**Records**
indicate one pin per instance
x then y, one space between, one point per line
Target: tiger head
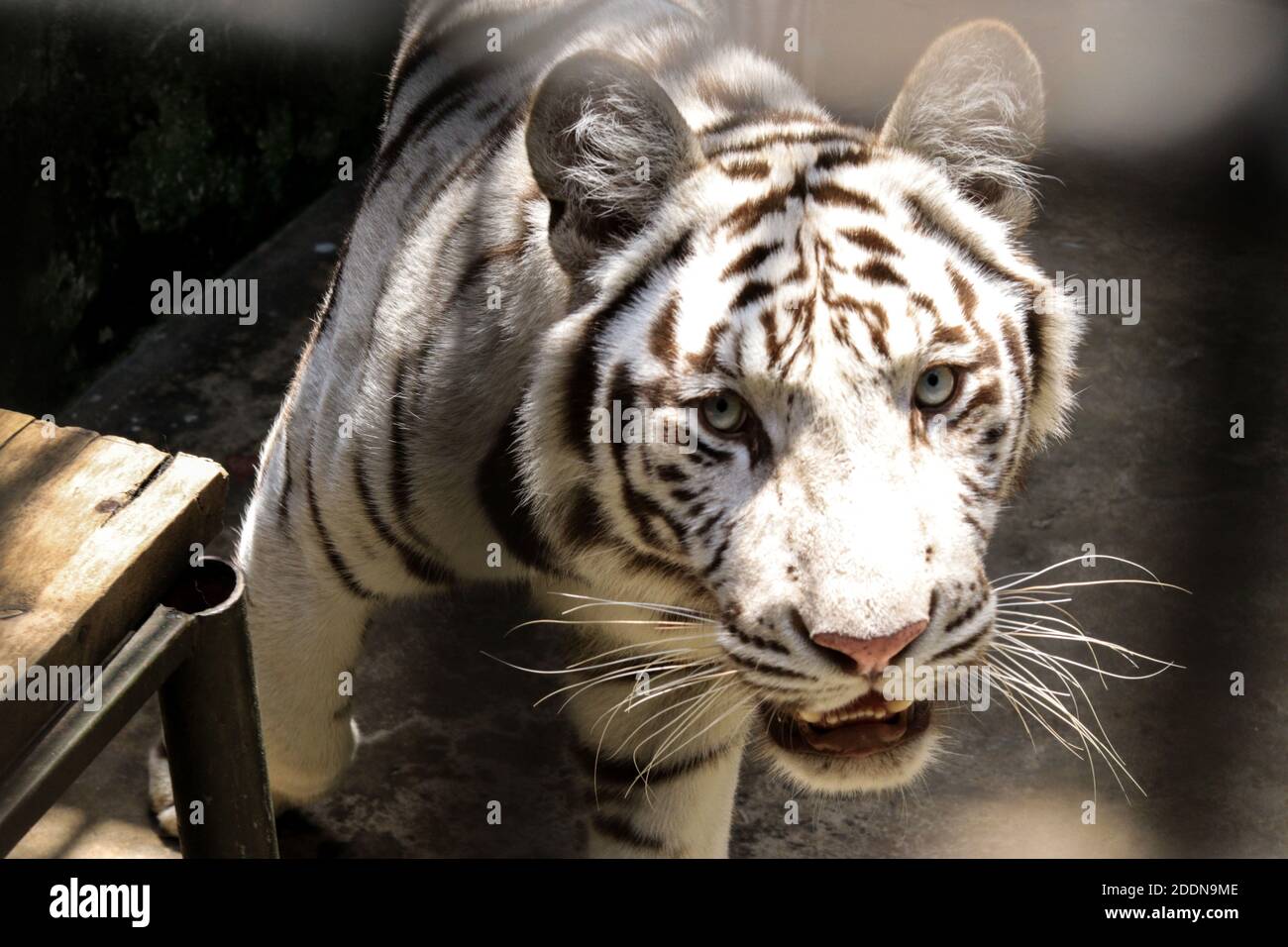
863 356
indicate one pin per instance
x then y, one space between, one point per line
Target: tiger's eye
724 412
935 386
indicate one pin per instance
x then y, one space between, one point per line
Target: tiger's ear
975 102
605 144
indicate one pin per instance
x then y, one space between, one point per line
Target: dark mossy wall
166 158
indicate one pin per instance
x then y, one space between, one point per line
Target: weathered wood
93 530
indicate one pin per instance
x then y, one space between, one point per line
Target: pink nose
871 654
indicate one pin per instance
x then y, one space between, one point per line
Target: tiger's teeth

**Request**
Return all of the rows above word for word, without the picture.

**Solved problem**
indicate one pin per instance
x then y, one space between, one point per line
Target: tiger head
863 356
indicate one pin per instance
x then y, one space between, one point per line
Target: tiger's eye
724 412
935 386
indicate one pin per instance
x then y, one space between, one point per line
Target: tiger's ear
975 102
605 144
indicate one pin per instance
x then y, one space between, one point per line
Target: dark mossy wall
166 158
indicate one pin per instance
x then y, one space between, one point per line
Target: weathered wood
93 530
indicate one pin per instance
x then y, one space between, one point per line
Target: pink nose
871 654
indicate one pin per instance
x then y, one space between, one point per line
Target: tiger's teeth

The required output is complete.